== Task goal ==
Beginning at the top of the data below, write out every line exactly until you reach the line with "Target: lit candle", and include that line.

== Data shown ==
+-------+

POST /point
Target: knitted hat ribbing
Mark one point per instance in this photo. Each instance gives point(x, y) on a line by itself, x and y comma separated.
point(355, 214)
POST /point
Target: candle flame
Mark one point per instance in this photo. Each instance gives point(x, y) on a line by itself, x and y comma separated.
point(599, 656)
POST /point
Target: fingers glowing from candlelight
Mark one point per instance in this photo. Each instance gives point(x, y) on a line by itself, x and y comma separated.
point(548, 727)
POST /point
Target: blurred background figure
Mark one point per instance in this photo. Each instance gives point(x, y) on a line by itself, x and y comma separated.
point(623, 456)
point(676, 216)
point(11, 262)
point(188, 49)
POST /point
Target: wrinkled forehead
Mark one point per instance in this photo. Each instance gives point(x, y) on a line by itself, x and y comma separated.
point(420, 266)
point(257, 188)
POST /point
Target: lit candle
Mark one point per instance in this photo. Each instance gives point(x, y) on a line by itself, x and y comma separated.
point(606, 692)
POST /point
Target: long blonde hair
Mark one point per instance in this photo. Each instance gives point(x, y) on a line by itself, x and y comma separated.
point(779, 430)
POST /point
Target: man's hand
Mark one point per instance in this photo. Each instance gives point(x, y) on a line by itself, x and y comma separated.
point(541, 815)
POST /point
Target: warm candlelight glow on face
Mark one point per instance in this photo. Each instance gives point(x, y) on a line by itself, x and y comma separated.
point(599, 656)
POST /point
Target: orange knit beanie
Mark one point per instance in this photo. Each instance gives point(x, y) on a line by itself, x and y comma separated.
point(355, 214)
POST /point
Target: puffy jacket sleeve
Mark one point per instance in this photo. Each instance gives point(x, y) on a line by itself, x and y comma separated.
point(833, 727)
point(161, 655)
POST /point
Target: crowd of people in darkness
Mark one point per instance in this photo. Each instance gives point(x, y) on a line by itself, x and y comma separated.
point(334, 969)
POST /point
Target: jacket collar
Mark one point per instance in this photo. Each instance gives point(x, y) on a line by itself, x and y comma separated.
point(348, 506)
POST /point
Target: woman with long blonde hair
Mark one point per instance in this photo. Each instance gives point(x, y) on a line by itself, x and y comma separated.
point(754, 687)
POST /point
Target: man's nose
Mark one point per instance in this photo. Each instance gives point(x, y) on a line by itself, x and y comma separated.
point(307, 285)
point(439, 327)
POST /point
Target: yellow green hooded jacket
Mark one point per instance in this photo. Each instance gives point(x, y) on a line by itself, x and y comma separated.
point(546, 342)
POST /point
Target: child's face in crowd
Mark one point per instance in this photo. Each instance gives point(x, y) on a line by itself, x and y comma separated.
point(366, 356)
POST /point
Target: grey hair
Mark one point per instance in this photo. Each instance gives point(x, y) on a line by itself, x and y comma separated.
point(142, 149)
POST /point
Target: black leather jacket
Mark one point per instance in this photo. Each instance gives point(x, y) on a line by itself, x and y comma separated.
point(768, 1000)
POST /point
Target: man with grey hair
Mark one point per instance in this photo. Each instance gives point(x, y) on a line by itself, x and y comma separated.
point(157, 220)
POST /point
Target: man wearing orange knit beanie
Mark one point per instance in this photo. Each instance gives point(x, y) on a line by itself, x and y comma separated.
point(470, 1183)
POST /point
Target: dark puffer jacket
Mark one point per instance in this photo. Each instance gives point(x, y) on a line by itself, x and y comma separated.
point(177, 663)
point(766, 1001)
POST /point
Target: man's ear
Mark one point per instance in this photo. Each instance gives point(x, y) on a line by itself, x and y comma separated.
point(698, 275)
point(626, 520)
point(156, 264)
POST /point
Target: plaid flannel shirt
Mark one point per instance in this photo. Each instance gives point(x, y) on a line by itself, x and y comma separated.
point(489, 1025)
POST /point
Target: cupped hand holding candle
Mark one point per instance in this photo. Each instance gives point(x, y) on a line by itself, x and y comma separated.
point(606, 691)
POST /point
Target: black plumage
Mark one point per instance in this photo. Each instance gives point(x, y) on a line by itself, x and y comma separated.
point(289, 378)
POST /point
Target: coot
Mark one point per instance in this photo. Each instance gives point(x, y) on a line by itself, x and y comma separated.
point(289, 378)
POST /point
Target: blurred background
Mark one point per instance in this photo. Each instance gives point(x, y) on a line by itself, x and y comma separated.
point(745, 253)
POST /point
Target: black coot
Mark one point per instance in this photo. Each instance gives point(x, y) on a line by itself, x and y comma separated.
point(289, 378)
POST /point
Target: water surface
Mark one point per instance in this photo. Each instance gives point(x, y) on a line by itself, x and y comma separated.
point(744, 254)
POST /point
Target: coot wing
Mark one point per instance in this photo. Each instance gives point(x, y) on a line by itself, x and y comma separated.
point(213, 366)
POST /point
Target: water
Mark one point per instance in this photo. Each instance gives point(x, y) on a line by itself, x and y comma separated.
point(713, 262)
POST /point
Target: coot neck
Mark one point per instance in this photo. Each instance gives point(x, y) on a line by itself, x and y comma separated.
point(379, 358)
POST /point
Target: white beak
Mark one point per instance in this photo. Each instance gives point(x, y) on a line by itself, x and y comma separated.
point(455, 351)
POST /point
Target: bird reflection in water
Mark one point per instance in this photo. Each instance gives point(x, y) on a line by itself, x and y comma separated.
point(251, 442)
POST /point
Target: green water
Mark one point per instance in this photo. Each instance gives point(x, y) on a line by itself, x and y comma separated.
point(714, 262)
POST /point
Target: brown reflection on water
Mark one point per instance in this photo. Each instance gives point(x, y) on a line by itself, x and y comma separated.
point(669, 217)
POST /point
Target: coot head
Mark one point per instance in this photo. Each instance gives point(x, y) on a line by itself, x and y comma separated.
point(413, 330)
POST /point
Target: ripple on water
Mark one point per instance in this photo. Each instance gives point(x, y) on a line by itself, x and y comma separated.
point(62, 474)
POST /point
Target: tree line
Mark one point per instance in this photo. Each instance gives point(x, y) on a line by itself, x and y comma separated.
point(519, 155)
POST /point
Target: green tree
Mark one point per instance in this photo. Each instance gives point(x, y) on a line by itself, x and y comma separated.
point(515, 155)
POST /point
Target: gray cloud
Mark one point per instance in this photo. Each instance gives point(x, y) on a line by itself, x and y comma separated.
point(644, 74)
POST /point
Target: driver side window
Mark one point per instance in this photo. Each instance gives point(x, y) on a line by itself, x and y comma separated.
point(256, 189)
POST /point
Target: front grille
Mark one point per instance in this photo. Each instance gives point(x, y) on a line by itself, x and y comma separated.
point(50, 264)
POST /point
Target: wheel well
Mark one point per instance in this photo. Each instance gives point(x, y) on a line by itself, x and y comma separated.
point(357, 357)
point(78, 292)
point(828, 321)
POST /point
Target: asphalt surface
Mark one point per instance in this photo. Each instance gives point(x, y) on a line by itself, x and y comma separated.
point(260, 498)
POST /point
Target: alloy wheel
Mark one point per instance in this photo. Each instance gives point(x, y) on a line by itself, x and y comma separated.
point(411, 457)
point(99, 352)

+-------+

== Answer section ==
POST /point
Target: knitted hat ribbing
Mark one point per instance in this photo. Each instance gives point(x, y) on a line by itself, x and y comma separated.
point(355, 214)
POST /point
Target: candle flame
Mark one point per instance in this photo. Each instance gives point(x, y) on a line by itself, x and y comma separated.
point(599, 656)
POST /point
Target: fingers glowing from candlelight
Mark one point per instance in this photo. Each instance gives point(x, y) on a line by itself, x and y comma separated.
point(548, 727)
POST /point
Target: blurred background figure
Mark one point per instance in this photo. Each instance gives point(x, y) on a line by itself, x and y comma separated.
point(623, 456)
point(676, 216)
point(11, 262)
point(188, 49)
POST /point
Target: wrinkled forehead
Mark one point per instance in this photo. Each instance gives point(x, y) on a line by itself, x and y comma separated.
point(420, 266)
point(257, 188)
POST /point
Target: lit candle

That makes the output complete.